PROBLEM DETAILS - Set down every entry word for word. Omit the pictures.

Entries from a pointing dataset:

* * * *

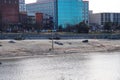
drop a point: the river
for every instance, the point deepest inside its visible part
(87, 66)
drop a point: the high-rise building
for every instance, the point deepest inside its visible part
(22, 6)
(64, 12)
(9, 11)
(102, 18)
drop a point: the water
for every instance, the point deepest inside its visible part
(96, 66)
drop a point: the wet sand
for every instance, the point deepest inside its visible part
(13, 48)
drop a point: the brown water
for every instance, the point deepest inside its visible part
(96, 66)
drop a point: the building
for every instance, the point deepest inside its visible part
(9, 12)
(22, 6)
(86, 11)
(64, 12)
(102, 18)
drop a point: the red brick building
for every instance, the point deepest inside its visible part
(9, 11)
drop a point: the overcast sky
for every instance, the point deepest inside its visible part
(100, 5)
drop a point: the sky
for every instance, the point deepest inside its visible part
(99, 5)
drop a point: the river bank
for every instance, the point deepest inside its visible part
(13, 48)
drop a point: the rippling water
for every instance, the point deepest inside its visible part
(94, 66)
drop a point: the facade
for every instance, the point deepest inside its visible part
(102, 18)
(9, 11)
(86, 11)
(22, 6)
(64, 12)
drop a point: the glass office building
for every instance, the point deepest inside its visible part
(64, 12)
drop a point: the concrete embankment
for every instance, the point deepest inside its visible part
(61, 36)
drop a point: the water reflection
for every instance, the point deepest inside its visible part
(65, 67)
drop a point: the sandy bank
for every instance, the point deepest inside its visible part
(42, 47)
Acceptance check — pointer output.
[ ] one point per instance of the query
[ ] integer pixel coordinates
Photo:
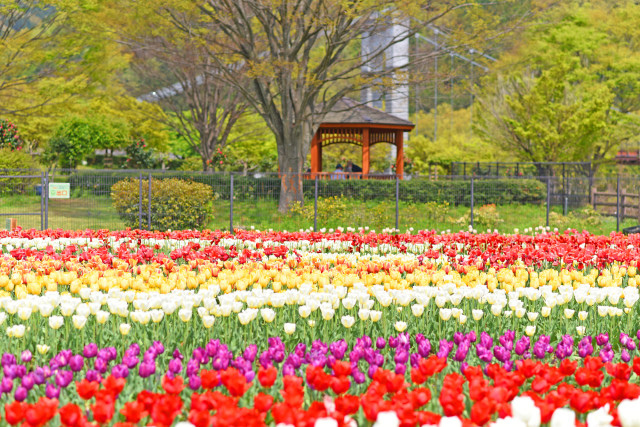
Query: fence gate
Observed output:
(23, 198)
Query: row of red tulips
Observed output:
(462, 248)
(475, 396)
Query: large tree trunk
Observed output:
(293, 147)
(291, 160)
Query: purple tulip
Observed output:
(90, 351)
(146, 369)
(175, 366)
(6, 385)
(51, 391)
(28, 382)
(92, 375)
(602, 339)
(120, 371)
(76, 363)
(10, 359)
(21, 394)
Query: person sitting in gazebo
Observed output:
(352, 168)
(338, 173)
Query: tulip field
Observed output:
(209, 328)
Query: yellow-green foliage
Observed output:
(176, 204)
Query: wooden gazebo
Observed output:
(350, 122)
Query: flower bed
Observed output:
(339, 328)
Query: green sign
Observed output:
(59, 190)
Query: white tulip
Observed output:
(628, 411)
(387, 419)
(56, 322)
(600, 417)
(347, 321)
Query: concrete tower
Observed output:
(386, 52)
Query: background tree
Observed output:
(77, 137)
(172, 68)
(568, 92)
(455, 142)
(301, 57)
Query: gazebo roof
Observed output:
(349, 111)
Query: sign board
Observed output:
(59, 190)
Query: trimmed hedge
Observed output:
(176, 204)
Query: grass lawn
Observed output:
(98, 212)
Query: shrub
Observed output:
(191, 164)
(486, 216)
(176, 204)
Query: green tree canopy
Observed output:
(569, 90)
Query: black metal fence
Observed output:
(115, 199)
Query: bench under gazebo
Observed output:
(350, 122)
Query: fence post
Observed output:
(140, 201)
(397, 200)
(618, 204)
(315, 205)
(231, 204)
(149, 205)
(46, 201)
(42, 201)
(472, 201)
(548, 197)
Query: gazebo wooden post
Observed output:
(399, 154)
(365, 153)
(316, 154)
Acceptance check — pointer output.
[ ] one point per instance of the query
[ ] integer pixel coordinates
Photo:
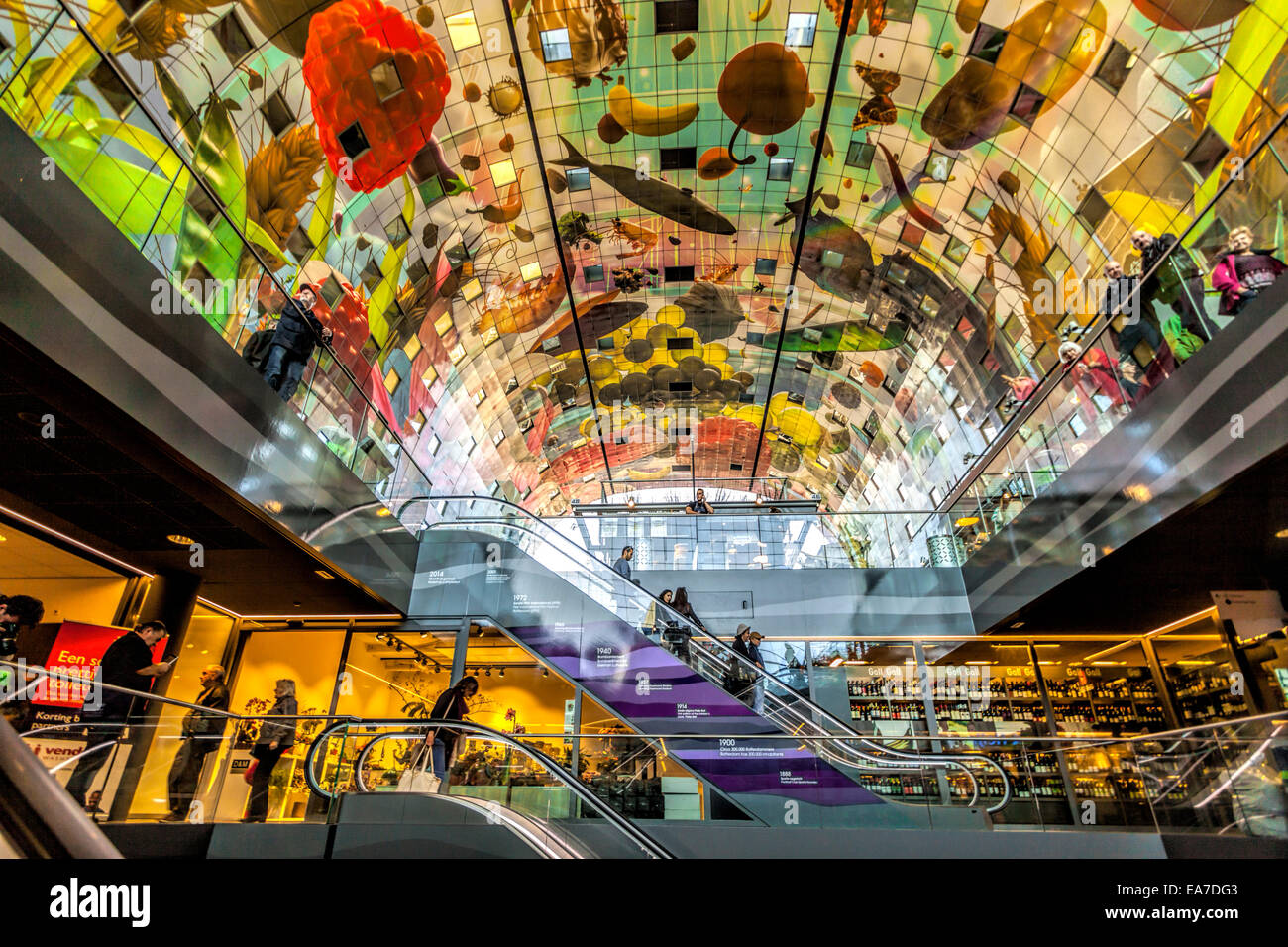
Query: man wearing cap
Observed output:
(758, 701)
(201, 735)
(297, 333)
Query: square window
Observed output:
(1028, 103)
(800, 30)
(1207, 154)
(957, 250)
(385, 78)
(679, 158)
(987, 43)
(112, 89)
(502, 172)
(417, 270)
(231, 37)
(900, 11)
(859, 155)
(1093, 209)
(353, 141)
(277, 114)
(1116, 65)
(398, 231)
(675, 16)
(555, 46)
(979, 204)
(463, 31)
(299, 244)
(939, 165)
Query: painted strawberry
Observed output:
(377, 84)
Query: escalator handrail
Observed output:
(625, 826)
(949, 759)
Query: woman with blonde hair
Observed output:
(1241, 272)
(274, 738)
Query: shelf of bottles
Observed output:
(1205, 690)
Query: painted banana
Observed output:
(643, 119)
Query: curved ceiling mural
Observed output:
(572, 241)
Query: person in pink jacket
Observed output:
(1241, 272)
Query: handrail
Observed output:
(730, 655)
(625, 826)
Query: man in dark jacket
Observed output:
(127, 663)
(201, 733)
(1176, 282)
(297, 333)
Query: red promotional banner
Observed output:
(77, 651)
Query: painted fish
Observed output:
(669, 201)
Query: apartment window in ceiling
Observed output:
(1093, 209)
(1207, 154)
(277, 114)
(800, 30)
(1026, 105)
(675, 16)
(112, 89)
(353, 141)
(679, 158)
(859, 155)
(299, 244)
(385, 78)
(1116, 65)
(555, 46)
(398, 231)
(231, 37)
(987, 43)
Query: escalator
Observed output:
(483, 557)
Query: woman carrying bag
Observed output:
(274, 738)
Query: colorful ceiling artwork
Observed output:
(572, 244)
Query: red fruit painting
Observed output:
(377, 84)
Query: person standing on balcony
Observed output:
(297, 334)
(1241, 272)
(201, 735)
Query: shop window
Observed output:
(231, 37)
(987, 43)
(679, 158)
(800, 30)
(1116, 67)
(675, 16)
(277, 114)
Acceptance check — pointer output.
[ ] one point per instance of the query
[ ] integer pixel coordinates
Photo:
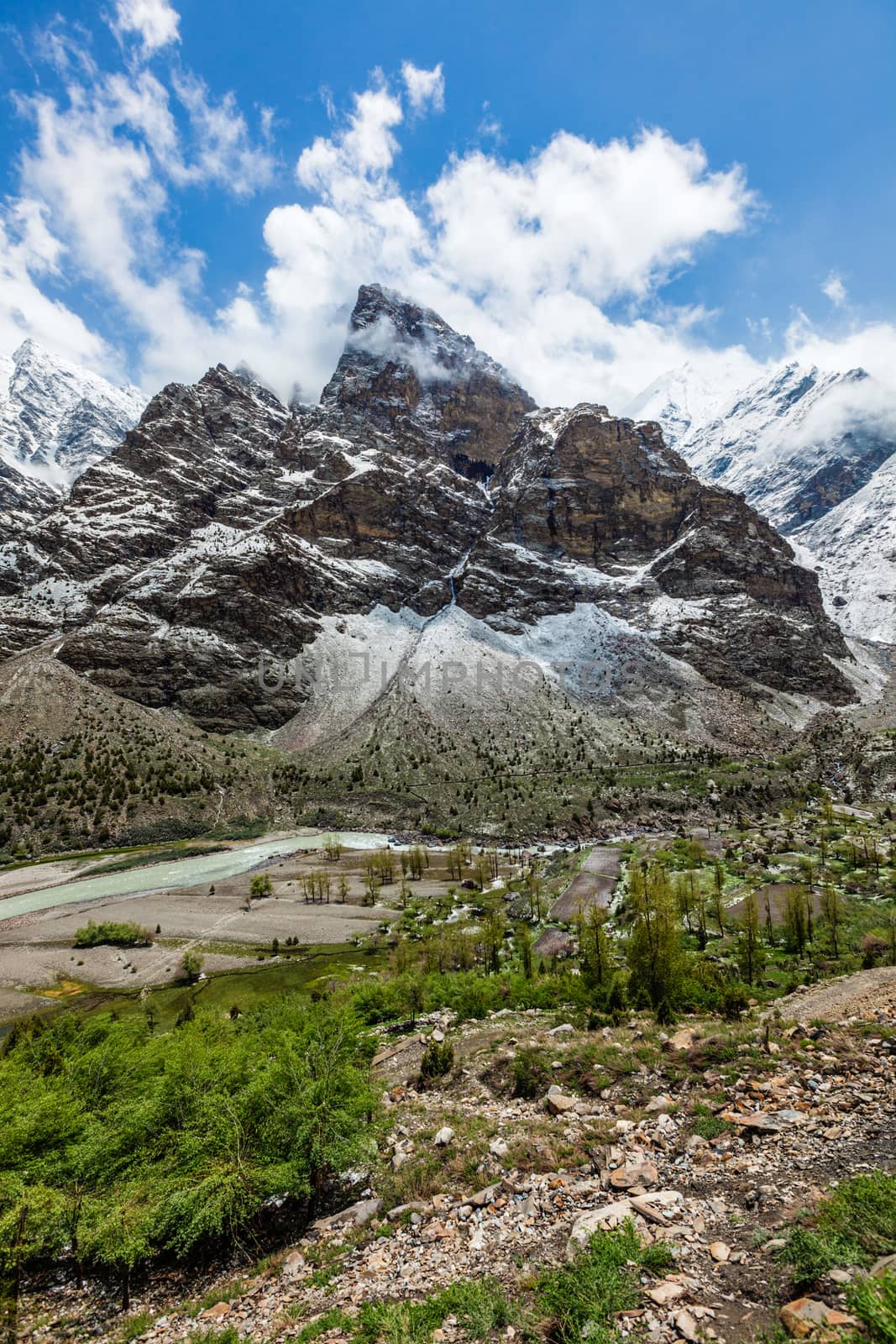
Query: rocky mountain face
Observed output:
(55, 421)
(423, 517)
(813, 452)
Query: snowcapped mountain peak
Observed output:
(58, 418)
(813, 450)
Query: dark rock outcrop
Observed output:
(228, 528)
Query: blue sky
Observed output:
(155, 218)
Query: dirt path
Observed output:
(852, 996)
(591, 886)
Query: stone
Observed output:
(293, 1265)
(687, 1326)
(217, 1312)
(658, 1104)
(595, 1221)
(665, 1292)
(683, 1039)
(558, 1102)
(882, 1267)
(806, 1315)
(627, 1176)
(488, 1194)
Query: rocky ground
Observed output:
(712, 1140)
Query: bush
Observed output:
(530, 1074)
(117, 934)
(602, 1281)
(873, 1301)
(181, 1139)
(438, 1061)
(864, 1210)
(812, 1256)
(855, 1225)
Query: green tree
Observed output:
(191, 965)
(259, 886)
(656, 958)
(750, 952)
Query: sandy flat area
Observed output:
(846, 998)
(38, 875)
(38, 949)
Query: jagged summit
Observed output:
(813, 450)
(58, 418)
(425, 512)
(403, 363)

* * * *

SOLUTION BELOW -
drop a point: the river
for every instance, the point deepest inside its visible part
(87, 66)
drop a point: the high-rise building
for every instance, the point deepest inside its visible part
(22, 6)
(64, 12)
(9, 11)
(102, 18)
drop a point: the water
for every instance, the point deepest inside its visible part
(96, 66)
drop a point: the wet sand
for every instance, the point deepest inside its visible part
(13, 48)
drop a point: the brown water
for every instance, the point deepest inside its visible part
(96, 66)
drop a point: the building
for every instance, the point deepest inside its visible part
(9, 12)
(22, 6)
(86, 11)
(64, 12)
(102, 18)
drop a point: the red brick building
for every instance, the point deepest inside its visible part
(9, 11)
drop a point: the overcast sky
for every instance, the point deepest inside its visible part
(100, 5)
drop a point: the sky
for every instance, the point deepest inside its visible part
(99, 5)
drop a point: the river bank
for every instance, the point deepest inside its visible part
(13, 48)
drop a point: the rippling water
for every instance, the point deepest inside its visible part
(94, 66)
drop a point: the facade
for every instance, the point deepest inside its visible part
(102, 18)
(9, 11)
(86, 11)
(22, 6)
(64, 12)
drop a point: the glass office building
for every instance, the point deepest inside its visible part
(64, 12)
drop a point: the concrete embankment
for every instance, the point deepest inside its visible part
(61, 36)
drop a point: the water reflection
for every instance, the point deepest inside its visible part
(65, 67)
drop a point: the sandy bank
for every instance, the point deepest inside its visible part
(42, 47)
Acceptance check — pointer output.
[ ] one point per instance of the query
[ ] integer pixel coordinates
Photo:
Query: fence gate
Observed output:
(23, 198)
Query: row of red tulips
Observed output:
(462, 248)
(475, 396)
Query: large tree trunk
Observed output:
(293, 147)
(291, 160)
Query: purple tulip
Observed output:
(90, 351)
(146, 369)
(175, 366)
(6, 385)
(51, 391)
(28, 382)
(92, 375)
(602, 339)
(120, 371)
(76, 363)
(10, 359)
(21, 394)
Query: person sitting in gazebo
Observed output:
(352, 168)
(338, 173)
Query: tulip field
Observed output:
(209, 328)
Query: yellow-green foliage
Observed output:
(176, 204)
Query: wooden gazebo
Observed output:
(350, 122)
Query: flower bed
Observed output:
(339, 328)
Query: green sign
Observed output:
(59, 190)
Query: white tulip
Observed output:
(628, 411)
(387, 419)
(56, 322)
(600, 417)
(347, 321)
Query: concrete tower
Observed output:
(386, 52)
Query: background tree
Observed output:
(77, 137)
(172, 68)
(568, 92)
(455, 142)
(301, 57)
Query: gazebo roof
Observed output:
(349, 111)
Query: sign board
Observed output:
(59, 190)
Query: trimmed hedge
Observed output:
(176, 204)
Query: grass lawn
Observed output:
(98, 212)
Query: shrub
Observed output:
(191, 164)
(486, 216)
(176, 204)
Query: green tree canopy
Observed output:
(569, 90)
Query: black metal fence
Observed output:
(115, 199)
Query: bench under gazebo
Observed output:
(350, 122)
Query: fence post
Observed output:
(140, 201)
(397, 200)
(618, 204)
(315, 205)
(231, 204)
(149, 205)
(46, 201)
(42, 201)
(472, 201)
(548, 197)
Query: gazebo wooden post
Observed output:
(399, 154)
(365, 153)
(316, 154)
Acceptance check — pointer output.
[ ] one point per instance of the query
[ ] integer pixel coordinates
Photo:
Query: man wearing cap
Observed output:
(758, 701)
(201, 735)
(297, 333)
Query: square window
Observed output:
(1028, 103)
(800, 30)
(1207, 154)
(957, 250)
(385, 78)
(679, 158)
(987, 43)
(112, 89)
(502, 172)
(417, 270)
(231, 37)
(900, 11)
(859, 155)
(1093, 209)
(353, 141)
(277, 114)
(1116, 65)
(398, 231)
(675, 16)
(555, 46)
(979, 204)
(463, 31)
(299, 244)
(939, 165)
Query: painted strawberry
Observed output:
(377, 84)
Query: escalator handrail
Observed output:
(625, 826)
(949, 759)
Query: woman with blonde hair
Observed output:
(1241, 272)
(274, 738)
Query: shelf of bottles
Observed output:
(1205, 690)
Query: painted banana
Observed output:
(643, 119)
Query: curved ceiling mural
Observed output:
(572, 241)
Query: person in pink jacket
Observed output:
(1241, 272)
Query: handrail
Observed output:
(730, 655)
(625, 826)
Query: man in dark jacket
Observed output:
(127, 663)
(201, 733)
(1176, 282)
(297, 333)
Query: red promotional banner
Observed output:
(77, 651)
Query: painted fish
Observed output:
(669, 201)
Query: apartment window in ceiling
Observed output:
(1093, 209)
(1207, 154)
(277, 114)
(800, 30)
(1026, 105)
(675, 16)
(112, 89)
(353, 141)
(679, 158)
(859, 155)
(299, 244)
(385, 78)
(1116, 65)
(555, 46)
(398, 231)
(231, 37)
(987, 43)
Query: escalator
Observed output:
(483, 557)
Query: woman carrying bag
Observed output:
(274, 738)
Query: colorful ceiling artwork
Observed output:
(572, 244)
Query: red fruit painting
Observed output:
(377, 84)
Query: person standing on balcony
Observed output:
(297, 334)
(1241, 272)
(201, 735)
Query: shop window
Observed output:
(231, 37)
(987, 43)
(679, 158)
(800, 30)
(1116, 67)
(675, 16)
(277, 114)
Acceptance check — pointer output.
[ ] one point per instance of the query
[ ] integer pixel coordinates
Photo:
Query: rocky mountain face
Observed output:
(55, 421)
(423, 517)
(813, 452)
Query: snowcapped mountain peak
Observed output:
(58, 418)
(813, 450)
Query: dark rock outcrop
Observed output:
(228, 528)
Query: blue sky
Observed output:
(155, 218)
Query: dirt path
Observed output:
(852, 996)
(591, 886)
Query: stone
Observed output:
(293, 1265)
(687, 1326)
(217, 1312)
(658, 1104)
(595, 1221)
(665, 1292)
(683, 1039)
(558, 1102)
(882, 1267)
(806, 1315)
(627, 1176)
(488, 1194)
Query: rocky ground
Observed output:
(712, 1140)
Query: bush
Observed output:
(530, 1074)
(117, 934)
(602, 1281)
(873, 1301)
(181, 1139)
(438, 1061)
(864, 1210)
(812, 1256)
(855, 1225)
Query: green tree
Observed output:
(191, 965)
(259, 886)
(656, 958)
(750, 952)
Query: sandy flat area
Observed output:
(846, 998)
(38, 875)
(38, 949)
Query: jagged summit
Observed output:
(813, 450)
(58, 418)
(425, 512)
(403, 363)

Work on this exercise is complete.